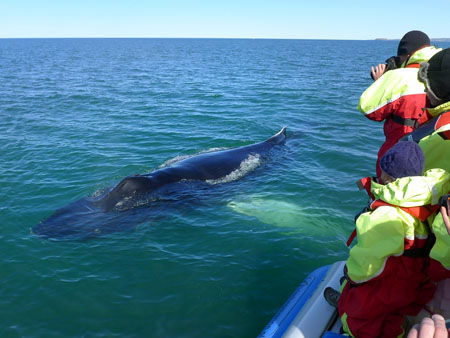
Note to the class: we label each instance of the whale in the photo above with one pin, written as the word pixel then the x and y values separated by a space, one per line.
pixel 94 216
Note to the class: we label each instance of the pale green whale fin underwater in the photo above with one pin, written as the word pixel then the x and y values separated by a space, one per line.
pixel 278 213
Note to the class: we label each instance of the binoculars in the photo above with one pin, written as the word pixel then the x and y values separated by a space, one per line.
pixel 392 63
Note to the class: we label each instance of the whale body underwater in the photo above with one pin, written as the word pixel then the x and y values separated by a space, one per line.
pixel 94 216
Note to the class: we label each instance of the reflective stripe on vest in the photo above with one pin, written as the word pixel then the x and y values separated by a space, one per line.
pixel 421 212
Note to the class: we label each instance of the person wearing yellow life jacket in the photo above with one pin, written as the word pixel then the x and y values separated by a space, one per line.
pixel 434 139
pixel 385 271
pixel 396 96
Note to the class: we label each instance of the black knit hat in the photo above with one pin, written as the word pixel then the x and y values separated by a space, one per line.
pixel 411 42
pixel 439 74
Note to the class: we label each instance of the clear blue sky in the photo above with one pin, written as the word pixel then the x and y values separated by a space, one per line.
pixel 285 19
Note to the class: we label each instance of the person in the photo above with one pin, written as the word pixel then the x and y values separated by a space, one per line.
pixel 433 139
pixel 385 279
pixel 433 327
pixel 396 96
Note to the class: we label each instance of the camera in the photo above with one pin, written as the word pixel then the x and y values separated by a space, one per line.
pixel 392 63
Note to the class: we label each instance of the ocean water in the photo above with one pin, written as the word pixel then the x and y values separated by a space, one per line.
pixel 78 115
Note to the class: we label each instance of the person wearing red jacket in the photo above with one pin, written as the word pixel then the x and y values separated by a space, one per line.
pixel 397 96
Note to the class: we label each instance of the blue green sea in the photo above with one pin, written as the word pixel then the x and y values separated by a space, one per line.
pixel 78 115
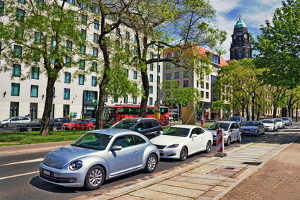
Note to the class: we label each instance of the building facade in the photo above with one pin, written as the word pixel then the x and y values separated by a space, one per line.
pixel 240 47
pixel 76 92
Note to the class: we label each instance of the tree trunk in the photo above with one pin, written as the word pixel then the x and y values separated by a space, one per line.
pixel 48 106
pixel 145 96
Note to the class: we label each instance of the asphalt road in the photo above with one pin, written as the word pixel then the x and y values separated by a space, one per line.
pixel 19 174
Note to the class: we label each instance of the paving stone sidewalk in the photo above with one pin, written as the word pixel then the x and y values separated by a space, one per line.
pixel 206 178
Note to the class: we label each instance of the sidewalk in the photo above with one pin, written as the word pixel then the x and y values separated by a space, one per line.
pixel 278 179
pixel 32 148
pixel 205 178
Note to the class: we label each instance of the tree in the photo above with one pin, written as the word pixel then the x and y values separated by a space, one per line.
pixel 156 22
pixel 39 32
pixel 279 46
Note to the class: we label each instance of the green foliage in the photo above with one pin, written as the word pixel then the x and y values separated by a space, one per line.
pixel 278 46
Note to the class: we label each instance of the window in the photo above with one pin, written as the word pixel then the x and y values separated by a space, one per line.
pixel 83 34
pixel 15 89
pixel 151 90
pixel 96 24
pixel 69 45
pixel 134 100
pixel 82 64
pixel 168 76
pixel 1 8
pixel 151 78
pixel 126 99
pixel 20 15
pixel 127 35
pixel 176 75
pixel 17 51
pixel 67 77
pixel 67 93
pixel 83 19
pixel 81 79
pixel 82 49
pixel 38 37
pixel 96 38
pixel 35 73
pixel 94 67
pixel 207 85
pixel 135 75
pixel 150 101
pixel 94 81
pixel 95 52
pixel 34 91
pixel 16 70
pixel 186 83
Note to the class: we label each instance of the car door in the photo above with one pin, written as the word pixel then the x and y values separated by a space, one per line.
pixel 125 159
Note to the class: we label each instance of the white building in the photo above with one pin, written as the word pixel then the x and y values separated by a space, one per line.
pixel 72 94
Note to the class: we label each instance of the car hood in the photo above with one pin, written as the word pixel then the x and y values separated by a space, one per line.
pixel 249 127
pixel 167 140
pixel 62 156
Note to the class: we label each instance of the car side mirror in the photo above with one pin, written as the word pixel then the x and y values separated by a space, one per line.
pixel 116 148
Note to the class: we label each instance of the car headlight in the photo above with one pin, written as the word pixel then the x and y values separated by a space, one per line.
pixel 173 146
pixel 75 165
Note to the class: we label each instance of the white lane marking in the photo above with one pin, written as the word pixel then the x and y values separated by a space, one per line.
pixel 22 162
pixel 17 175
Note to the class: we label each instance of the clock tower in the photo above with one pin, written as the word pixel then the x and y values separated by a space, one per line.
pixel 240 47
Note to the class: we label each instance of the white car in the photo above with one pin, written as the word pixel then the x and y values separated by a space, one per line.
pixel 231 131
pixel 14 121
pixel 180 141
pixel 270 125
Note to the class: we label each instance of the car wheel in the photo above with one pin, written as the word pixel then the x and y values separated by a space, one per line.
pixel 228 142
pixel 208 147
pixel 183 153
pixel 94 178
pixel 151 163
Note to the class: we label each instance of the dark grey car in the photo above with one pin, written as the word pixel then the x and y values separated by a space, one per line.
pixel 146 126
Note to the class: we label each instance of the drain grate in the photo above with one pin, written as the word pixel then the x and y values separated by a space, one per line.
pixel 252 163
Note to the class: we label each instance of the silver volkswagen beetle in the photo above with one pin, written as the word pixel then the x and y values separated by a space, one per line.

□ □ □ □ □

Task instructions: Quote the records above in full, dropping each picture.

Expected answer:
Note to the class: we label each instance of the whale in the photo above with one pin, written as the word pixel then the x and y values separated by a space, one per line.
pixel 94 216
Note to the class: we label each instance of the pale green whale fin underwater in the photo above with one pin, written as the word pixel then the x and y values separated by a space, one per line.
pixel 278 213
Note to the class: we label each instance of the binoculars in the photo above with one pin, written as the word pixel then the x and y values separated by a space, one per line.
pixel 392 63
Note to the class: we label each instance of the whale body underwater in the photo above with one pin, written as the word pixel then the x and y values separated by a space, one per line.
pixel 94 216
Note to the class: we label each instance of the reflective stripe on vest in the photo above with one pin, written as the word pixel then the x and y values separated by a space, one per line.
pixel 421 212
Note to the class: we label each instance of the person wearing yellow life jacket in the photo above with one pin, written as the word pixel then the x and y values separated by a space, one per line.
pixel 434 139
pixel 385 271
pixel 396 96
Note to the class: we label each instance of the black knit hat in the photo above with one pin, written as the word pixel then the x and y values separated by a space, one per line.
pixel 411 42
pixel 439 74
Note to the class: we label each instance of the clear blue sky in the photo above with one pin, written as the word pixel then the x and y values separated by a space, one per line.
pixel 285 19
Note to the class: we label each instance of the person in the photo above with one pin, written as the word pixel then the x and y values separated by a space, one per line.
pixel 433 139
pixel 385 279
pixel 433 327
pixel 396 96
Note to the class: we label each instance of the camera in the photo above with one pin, written as the word pixel then the x and y values separated by a space, one per line.
pixel 392 63
Note to the class: we label each instance of the ocean water in the photo above with one pin, written as the word pixel then the x and y values separated by a space, one per line.
pixel 78 115
Note to the class: we label each instance of the person wearing red jacket in the photo above with one pin, written as the word pixel then the x and y values separated by a space, one per line.
pixel 397 96
Note to the class: we label each instance of the blue green sea in the photo above with one pin, written as the word pixel then the x and y values separated by a space, one per line.
pixel 78 115
Note to the class: we label each instance of the building facade in the photo above with one pin, written as the word pixel then the x and y values separated by a space, one per line.
pixel 240 47
pixel 76 92
Note to the class: we label each instance of the tree trunk in the photo above with one pin, written as the word pixel then the x and y values separated by a space, one per line.
pixel 48 106
pixel 145 96
Note to the class: we label each instance of the asphalt road in the photo above with one pin, written as the word pixel then the x and y values separated by a space, one per line.
pixel 19 174
Note to the class: we label each instance of the paving stone sidewalk in the photo above with one pin, written as the word pixel then the x and y values separated by a space, one per line.
pixel 206 178
Note to the class: we label each instance of the sidewalk in the photo above with one pin, written as the word pixel then the x and y values separated by a space, one per line.
pixel 278 179
pixel 32 148
pixel 205 178
Note to the class: we label each instance of the tree in the photo above with one pin, written as the word pixel then the x and y values separated by a space, one per line.
pixel 156 22
pixel 39 32
pixel 279 46
Note to the class: we label each instance of the green foliage in the photo above with one pin, written as the word pixel then the x and y values separated by a space, one per line.
pixel 278 46
Note to the class: we label each instance of the window in the photo above with one pin, written as the word pixel then the x and y values separated by a space, one per line.
pixel 83 34
pixel 15 89
pixel 151 90
pixel 96 24
pixel 69 45
pixel 134 100
pixel 82 64
pixel 168 76
pixel 1 8
pixel 151 78
pixel 126 99
pixel 20 15
pixel 127 35
pixel 176 75
pixel 17 51
pixel 67 77
pixel 67 93
pixel 83 19
pixel 81 79
pixel 82 49
pixel 38 37
pixel 96 38
pixel 35 73
pixel 94 67
pixel 207 85
pixel 135 75
pixel 150 101
pixel 94 81
pixel 95 52
pixel 34 91
pixel 16 70
pixel 186 83
Note to the class: we label each instance of the car door in the photo above with one pin, written as the word pixel then the x and y values separated by a space, one per line.
pixel 125 159
Note to the class: we label each instance of the white building in the photo above with one pin, written as the word pixel then the x and y values separated by a space, one per line.
pixel 72 94
Note to the class: we label each instance of the car hood in the photo above with one pin, written as the word pixel then the x and y values separated by a space, one per line.
pixel 249 127
pixel 167 140
pixel 62 156
Note to the class: we label each instance of the car side mirror in the photo above with one pin, written as the word pixel then the x and y values separated by a space, one per line.
pixel 116 148
Note to the class: we label each instance of the car headlight in the photo above with one pin, written as the word pixel then the x and y values separated by a space, one per line.
pixel 173 146
pixel 75 165
Note to the class: we label each instance of the white lane marking in the photo above with one pin, written as the word pixel then the x and y values separated by a space, one per line.
pixel 22 162
pixel 17 175
Note to the class: we label each instance of the clock tower in the photo above with one pin, written as the word pixel then the x and y values separated by a space, one per line.
pixel 240 47
Note to the class: we label each instance of the white car in the photo above with one pin, written as the word pixel then the x and y values separated by a space, one per line.
pixel 231 131
pixel 14 121
pixel 180 141
pixel 270 125
Note to the class: we label each instance of the car wheel in the photo above with one pin, written as the word pixel then the x and y values separated by a space, one per line.
pixel 228 142
pixel 208 147
pixel 183 153
pixel 94 178
pixel 151 163
Note to the class: we label each instance of the dark grey car in the photo above with one pin, written as the word pixel then the x and y values separated by a space, one per line.
pixel 146 126
Note to the class: we label each instance of the drain grate in the photo above with one pin, written as the word pixel then the x and y values separated by a space, one per line.
pixel 252 163
Note to the class: we label each instance of the silver volkswagen beetle in the photo above with one pin, written as the word pixel then the x and y values separated by a space, one per line.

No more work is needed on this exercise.